▸ WORKING DATA:
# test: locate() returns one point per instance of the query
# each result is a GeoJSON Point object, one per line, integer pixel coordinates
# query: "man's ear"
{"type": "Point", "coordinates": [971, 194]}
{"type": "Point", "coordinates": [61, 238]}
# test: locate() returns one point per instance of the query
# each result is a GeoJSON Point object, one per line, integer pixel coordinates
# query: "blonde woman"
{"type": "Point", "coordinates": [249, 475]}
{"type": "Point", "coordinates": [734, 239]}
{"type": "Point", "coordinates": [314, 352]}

▸ ACTIVITY:
Write the material out exactly, with nothing left out.

▸ SOLVED PROBLEM:
# test: locate() returns one point per instance of the query
# each result is a GeoJSON Point object, one per line, integer pixel coordinates
# query: "man's ear"
{"type": "Point", "coordinates": [971, 194]}
{"type": "Point", "coordinates": [61, 238]}
# test: locate() returns one point per instance of the query
# each result is a GeoJSON Point object, one per line, integer pixel coordinates
# query: "blonde woman"
{"type": "Point", "coordinates": [249, 475]}
{"type": "Point", "coordinates": [734, 239]}
{"type": "Point", "coordinates": [314, 352]}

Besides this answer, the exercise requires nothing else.